(Source text Opens)

When I read about Lena I felt a bone deep, heavy, helpless grief. It was a grief that I’m sure disabled women of colour and people with learning disabilities felt even more acutely given that they would identify closer with her than me, a physically disabled Pākehā person.
But it is a familiar grief. It is the grief I felt reading about Ruby Knox, a 21-year-old who was drugged and murdered by her mother. We should be able to need 24-hour care and not die.
It is the grief I felt reading about Bruce Rangitutia who was starved by the family members responsible for his care. He had apparently been drinking his own urine and told them he was hungry before he died. We should be able to ask for food and not die.
It is the grief I felt reading about Leon-Jayet Cole, the autistic five-year-old who was beaten regularly by his step father and died of the injuries. We should be able to have meltdowns and overload and not die.
It is a grief I feel every time I read about the death of disabled people. It is a grief that I feel when I read about disabled people dying of Covid-19 across the world because they have been left unconsidered in their nation’s Covid-19 response. It is the same feeling that made expressing fear around the implementation of the End of Life Choice Bill so heavy to navigate.
Disabled lives are simply not valued equally to those of non-disabled people. I watch non-disabled people’s outrage at Lena’s death and remember that she died walking home. The particular horror of this way of dying is one that non-disabled people can imagine. As just a person walking home, they could be Lena. Lena could be them. The reality, however, is that so many disabled people who are murdered are not in public and therefore are not gifted this public anger as an epitaph. Instead, they are murdered at home often by their carers or other people close to them. Those epitaphs read that the horrific event was love, or mercy, or simply inevitable.
As an example, in an interview, Ruby Knox’s mother’s lawyer claimed that caring for her daughter had already been like a life sentence because Ruby could be violent towards herself and others. Over and over, it was emphasised that she had been loved by her murderer. We should be able to be violent and still not die.

(Source text Closes)
(Source material Opens)

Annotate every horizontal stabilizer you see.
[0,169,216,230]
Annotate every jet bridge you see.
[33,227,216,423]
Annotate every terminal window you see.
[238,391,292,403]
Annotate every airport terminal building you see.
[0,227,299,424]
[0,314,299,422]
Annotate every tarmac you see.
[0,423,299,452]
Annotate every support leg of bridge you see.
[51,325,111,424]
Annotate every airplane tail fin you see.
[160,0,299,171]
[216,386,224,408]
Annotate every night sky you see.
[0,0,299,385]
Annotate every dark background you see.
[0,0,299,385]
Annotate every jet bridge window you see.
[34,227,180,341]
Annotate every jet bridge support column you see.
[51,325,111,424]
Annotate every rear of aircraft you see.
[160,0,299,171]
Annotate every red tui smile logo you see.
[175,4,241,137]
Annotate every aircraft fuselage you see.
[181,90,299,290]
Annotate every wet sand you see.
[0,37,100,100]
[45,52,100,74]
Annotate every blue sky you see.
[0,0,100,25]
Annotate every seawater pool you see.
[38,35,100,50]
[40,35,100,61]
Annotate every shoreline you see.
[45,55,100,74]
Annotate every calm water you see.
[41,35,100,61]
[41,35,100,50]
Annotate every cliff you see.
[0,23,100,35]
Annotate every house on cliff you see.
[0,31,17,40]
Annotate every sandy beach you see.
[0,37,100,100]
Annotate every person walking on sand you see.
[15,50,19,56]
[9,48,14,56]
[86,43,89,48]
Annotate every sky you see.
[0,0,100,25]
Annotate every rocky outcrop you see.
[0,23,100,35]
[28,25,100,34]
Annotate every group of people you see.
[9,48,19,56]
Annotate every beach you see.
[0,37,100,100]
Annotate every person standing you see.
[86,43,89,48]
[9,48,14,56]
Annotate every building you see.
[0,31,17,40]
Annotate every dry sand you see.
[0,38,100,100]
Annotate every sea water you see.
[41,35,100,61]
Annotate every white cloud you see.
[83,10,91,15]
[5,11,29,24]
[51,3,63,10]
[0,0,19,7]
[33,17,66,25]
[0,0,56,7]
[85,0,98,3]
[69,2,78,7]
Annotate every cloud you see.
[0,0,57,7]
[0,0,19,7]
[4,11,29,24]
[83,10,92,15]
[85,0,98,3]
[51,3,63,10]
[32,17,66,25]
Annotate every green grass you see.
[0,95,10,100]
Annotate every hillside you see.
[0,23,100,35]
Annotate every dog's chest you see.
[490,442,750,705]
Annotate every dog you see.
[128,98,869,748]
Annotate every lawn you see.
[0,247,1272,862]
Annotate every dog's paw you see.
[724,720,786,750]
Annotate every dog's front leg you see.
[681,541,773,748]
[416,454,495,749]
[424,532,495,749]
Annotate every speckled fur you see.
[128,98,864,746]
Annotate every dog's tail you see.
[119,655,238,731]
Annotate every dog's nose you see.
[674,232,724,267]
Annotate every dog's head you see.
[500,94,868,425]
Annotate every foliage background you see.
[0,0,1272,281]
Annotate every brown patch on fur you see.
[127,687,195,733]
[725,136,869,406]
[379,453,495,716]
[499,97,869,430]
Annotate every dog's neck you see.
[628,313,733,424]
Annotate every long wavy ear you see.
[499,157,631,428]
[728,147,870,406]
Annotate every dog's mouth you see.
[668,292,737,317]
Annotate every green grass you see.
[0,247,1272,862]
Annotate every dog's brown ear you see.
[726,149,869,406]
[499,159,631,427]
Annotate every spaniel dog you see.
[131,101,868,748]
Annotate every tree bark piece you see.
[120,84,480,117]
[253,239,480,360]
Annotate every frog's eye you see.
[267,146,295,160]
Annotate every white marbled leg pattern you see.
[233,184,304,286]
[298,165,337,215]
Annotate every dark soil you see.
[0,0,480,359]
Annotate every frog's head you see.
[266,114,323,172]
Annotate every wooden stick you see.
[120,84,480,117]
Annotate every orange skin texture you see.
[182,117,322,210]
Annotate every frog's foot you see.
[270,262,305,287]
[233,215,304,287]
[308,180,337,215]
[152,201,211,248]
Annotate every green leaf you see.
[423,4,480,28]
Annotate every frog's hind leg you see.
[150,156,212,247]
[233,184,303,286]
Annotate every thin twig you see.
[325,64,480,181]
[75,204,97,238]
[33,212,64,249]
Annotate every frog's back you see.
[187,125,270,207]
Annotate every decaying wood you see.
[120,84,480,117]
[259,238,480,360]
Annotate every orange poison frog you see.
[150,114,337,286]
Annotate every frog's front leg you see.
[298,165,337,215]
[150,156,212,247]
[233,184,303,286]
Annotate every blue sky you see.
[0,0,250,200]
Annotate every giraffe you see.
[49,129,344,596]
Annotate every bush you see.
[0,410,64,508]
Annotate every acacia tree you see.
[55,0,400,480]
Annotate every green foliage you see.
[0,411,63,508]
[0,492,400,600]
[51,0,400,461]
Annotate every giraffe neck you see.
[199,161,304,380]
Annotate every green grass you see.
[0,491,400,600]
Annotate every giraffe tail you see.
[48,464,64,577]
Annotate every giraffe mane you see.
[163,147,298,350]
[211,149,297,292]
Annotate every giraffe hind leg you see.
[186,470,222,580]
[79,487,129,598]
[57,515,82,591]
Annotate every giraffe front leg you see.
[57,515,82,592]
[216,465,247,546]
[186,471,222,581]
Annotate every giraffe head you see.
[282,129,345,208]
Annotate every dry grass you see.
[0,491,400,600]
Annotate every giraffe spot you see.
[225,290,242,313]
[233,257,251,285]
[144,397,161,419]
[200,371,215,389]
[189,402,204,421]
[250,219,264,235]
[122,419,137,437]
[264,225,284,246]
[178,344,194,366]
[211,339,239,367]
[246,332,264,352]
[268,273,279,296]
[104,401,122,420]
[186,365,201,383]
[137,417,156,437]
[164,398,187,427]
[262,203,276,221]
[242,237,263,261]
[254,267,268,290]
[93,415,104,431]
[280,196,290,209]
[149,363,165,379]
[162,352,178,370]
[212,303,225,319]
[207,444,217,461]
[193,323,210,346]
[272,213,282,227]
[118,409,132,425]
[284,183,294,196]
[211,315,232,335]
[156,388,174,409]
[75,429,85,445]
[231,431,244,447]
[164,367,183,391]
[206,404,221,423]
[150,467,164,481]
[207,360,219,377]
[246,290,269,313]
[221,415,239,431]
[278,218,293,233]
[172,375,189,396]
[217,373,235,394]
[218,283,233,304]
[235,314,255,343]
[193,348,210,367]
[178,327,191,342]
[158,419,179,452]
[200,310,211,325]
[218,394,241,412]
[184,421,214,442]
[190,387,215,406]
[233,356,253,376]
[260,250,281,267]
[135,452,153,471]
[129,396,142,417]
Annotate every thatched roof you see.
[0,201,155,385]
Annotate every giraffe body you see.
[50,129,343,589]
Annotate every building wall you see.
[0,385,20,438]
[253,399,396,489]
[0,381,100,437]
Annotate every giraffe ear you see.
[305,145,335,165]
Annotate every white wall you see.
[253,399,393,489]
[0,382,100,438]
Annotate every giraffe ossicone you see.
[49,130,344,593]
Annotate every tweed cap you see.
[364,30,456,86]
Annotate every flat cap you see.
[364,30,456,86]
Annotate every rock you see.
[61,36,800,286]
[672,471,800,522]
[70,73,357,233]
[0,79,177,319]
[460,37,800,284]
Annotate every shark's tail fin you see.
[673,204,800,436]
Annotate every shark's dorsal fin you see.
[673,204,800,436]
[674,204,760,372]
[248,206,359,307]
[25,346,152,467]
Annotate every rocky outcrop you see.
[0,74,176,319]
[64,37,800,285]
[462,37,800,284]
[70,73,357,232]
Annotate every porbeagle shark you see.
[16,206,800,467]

(Source material Closes)

**To do:** Resume the piece about grief over the deaths of disabled people, picking up right after its last sentence.

**Response:**
The societal conditions that allow all of this violence to be possible have come from the way we think, talk about and report on disabled people’s lives. There is a pervasive belief that disability is a problem located in us as people, in our bodies, minds or ways of being in the world rather than in how the world supports or fails us. Our lives are presented in non-disabled culture as morality tales: whatever happens, non-disabled people can at least be thankful they aren’t us. Meeting our basic human rights – housing, education, income, bodily autonomy and individual choice over the course of our lives – is often seen as too costly, inconvenient, difficult and sometimes impossible to imagine.
We are seen as burdens rather than people, not as people who give something important to their families, friends and communities by being who they are. The dominance of non-disabled culture in our lives ranges from the passive acceptance of our exclusion – from schools, from work, from being present in our communities – to our active segregation through law and policy. There are exemptions that impact our access to everything from work to raising children. The justice system often treats with sympathy those who cause us harm. It is what contributes to our invisibility in society, what allows our deaths to go largely unnoticed or simply skimmed over by non-disabled people.
I want the non-disabled community who have been sickened by Lena’s death to extend their rage towards ableism as a force in this country. It contributed to Lena’s death and causes less “relatable” deaths that go unseen. We have a collective responsibility to uphold disabled people’s right to be human. To do this successfully, we must name and know the force of ableism that continues to say otherwise.